* begin *

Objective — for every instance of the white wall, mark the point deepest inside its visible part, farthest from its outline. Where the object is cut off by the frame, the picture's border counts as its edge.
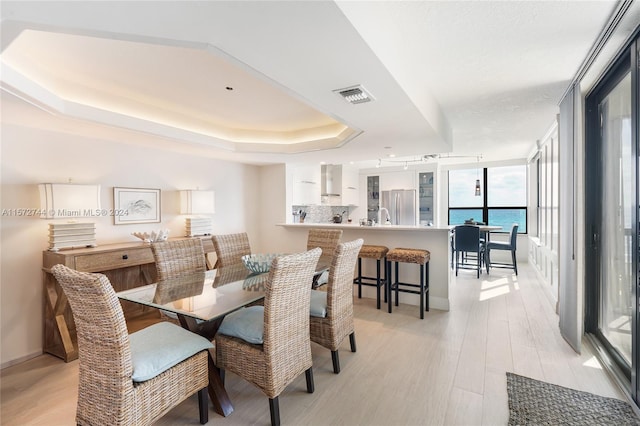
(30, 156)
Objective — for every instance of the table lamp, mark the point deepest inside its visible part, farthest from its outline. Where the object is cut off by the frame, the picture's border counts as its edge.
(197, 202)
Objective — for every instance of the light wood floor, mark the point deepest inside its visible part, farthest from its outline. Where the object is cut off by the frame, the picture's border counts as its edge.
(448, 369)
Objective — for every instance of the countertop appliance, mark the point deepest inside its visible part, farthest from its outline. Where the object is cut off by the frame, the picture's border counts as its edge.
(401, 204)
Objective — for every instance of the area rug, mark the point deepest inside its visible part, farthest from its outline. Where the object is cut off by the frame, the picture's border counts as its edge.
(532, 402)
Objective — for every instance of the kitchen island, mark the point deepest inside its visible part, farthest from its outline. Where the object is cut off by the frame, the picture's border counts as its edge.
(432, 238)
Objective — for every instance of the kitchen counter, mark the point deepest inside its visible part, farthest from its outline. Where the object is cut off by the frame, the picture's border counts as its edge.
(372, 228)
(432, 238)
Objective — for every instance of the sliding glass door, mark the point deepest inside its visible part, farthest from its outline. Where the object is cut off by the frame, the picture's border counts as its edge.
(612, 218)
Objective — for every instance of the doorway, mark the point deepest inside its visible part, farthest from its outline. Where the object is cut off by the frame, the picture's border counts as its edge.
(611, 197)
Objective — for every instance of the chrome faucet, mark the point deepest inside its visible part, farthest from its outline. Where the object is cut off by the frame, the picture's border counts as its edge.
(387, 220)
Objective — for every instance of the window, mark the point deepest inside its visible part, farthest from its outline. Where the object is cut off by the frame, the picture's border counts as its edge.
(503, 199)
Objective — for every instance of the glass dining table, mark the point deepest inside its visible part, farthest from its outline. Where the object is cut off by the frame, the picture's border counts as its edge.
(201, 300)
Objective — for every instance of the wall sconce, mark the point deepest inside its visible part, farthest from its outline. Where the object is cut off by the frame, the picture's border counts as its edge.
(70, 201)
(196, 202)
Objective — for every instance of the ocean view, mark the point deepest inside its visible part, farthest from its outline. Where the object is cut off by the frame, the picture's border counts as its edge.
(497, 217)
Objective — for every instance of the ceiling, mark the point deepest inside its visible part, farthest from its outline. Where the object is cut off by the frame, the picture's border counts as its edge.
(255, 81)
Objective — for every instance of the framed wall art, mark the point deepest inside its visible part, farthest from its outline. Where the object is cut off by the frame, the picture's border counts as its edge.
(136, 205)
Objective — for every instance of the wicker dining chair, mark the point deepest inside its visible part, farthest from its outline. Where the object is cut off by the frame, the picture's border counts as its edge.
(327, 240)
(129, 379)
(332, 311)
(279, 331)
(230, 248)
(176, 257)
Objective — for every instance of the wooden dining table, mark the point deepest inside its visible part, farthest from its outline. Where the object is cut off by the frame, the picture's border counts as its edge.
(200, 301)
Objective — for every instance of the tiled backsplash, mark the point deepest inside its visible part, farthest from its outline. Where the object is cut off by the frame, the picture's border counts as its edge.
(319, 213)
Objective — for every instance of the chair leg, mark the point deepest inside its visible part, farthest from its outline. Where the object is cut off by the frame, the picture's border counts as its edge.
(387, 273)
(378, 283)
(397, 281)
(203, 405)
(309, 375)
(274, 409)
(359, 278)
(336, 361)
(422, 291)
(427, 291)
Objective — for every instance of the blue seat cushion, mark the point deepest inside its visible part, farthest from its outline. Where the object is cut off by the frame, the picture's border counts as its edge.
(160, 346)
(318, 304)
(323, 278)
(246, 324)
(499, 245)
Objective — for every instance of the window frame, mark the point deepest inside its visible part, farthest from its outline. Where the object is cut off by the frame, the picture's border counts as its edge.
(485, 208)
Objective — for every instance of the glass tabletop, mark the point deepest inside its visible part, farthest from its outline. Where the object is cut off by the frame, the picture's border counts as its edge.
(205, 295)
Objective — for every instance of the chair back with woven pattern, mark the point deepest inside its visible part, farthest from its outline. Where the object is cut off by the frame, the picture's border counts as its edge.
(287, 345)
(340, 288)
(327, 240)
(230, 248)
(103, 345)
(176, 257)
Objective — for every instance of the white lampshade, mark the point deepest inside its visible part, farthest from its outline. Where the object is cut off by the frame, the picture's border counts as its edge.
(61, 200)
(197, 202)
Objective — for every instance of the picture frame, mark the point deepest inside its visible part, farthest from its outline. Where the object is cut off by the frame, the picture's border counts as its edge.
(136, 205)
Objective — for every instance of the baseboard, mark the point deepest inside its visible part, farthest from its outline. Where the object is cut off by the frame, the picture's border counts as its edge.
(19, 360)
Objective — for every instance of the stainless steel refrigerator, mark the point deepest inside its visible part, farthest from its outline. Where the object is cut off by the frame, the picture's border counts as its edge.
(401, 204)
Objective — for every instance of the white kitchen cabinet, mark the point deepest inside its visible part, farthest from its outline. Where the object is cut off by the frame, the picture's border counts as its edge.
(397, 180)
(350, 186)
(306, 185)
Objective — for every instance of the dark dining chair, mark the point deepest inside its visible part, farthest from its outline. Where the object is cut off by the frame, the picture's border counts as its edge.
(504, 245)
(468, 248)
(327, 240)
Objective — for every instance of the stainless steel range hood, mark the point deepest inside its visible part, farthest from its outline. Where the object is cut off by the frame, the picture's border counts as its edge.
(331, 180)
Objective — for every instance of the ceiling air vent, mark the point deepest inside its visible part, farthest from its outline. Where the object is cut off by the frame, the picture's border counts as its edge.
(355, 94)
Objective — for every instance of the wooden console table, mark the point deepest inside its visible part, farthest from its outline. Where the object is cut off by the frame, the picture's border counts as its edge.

* end *

Given task
Extract every line from the one containing "steel refrigerator, mark" to the end of the entries, including both of those lines, exactly as given and with nothing added.

Response to this exercise
Objective — for every instance of the stainless steel refrigerator, mark the point deepest inside its visible part, farthest from its outline. Where the object is cut off by the frame, the picture's border counts as its edge.
(401, 204)
Objective — for every instance of the white kitchen cabinet, mark the point deepest inside its visible part, farthest from its outline. Where the object is cut off by the frame, the picture's border counts as its edge.
(397, 180)
(350, 186)
(306, 185)
Objective — for every instance of the dark dining chair, mark the point deepest inside its visible part, farthest from its outline. Where the object is cut off by the frame, the picture's border counts as its edge.
(504, 245)
(468, 248)
(327, 240)
Objective — for every instance of the stainless steel range hood, mark the point deepest inside its visible part, farthest from its outline. Where the object is cut off by the frame, the picture's border counts as its edge.
(331, 180)
Objective — for every instance of the ceiling air vent, mark the point deepest inside its visible part, farthest from its outline. Where the object is cut off by the frame, the picture's border counts as its edge.
(355, 94)
Objective — for every instance of the wooden console table, mark the point deepest inside its visible part, farthest from its outline. Where the object is cut off by the frame, the picture's border counts as its edge.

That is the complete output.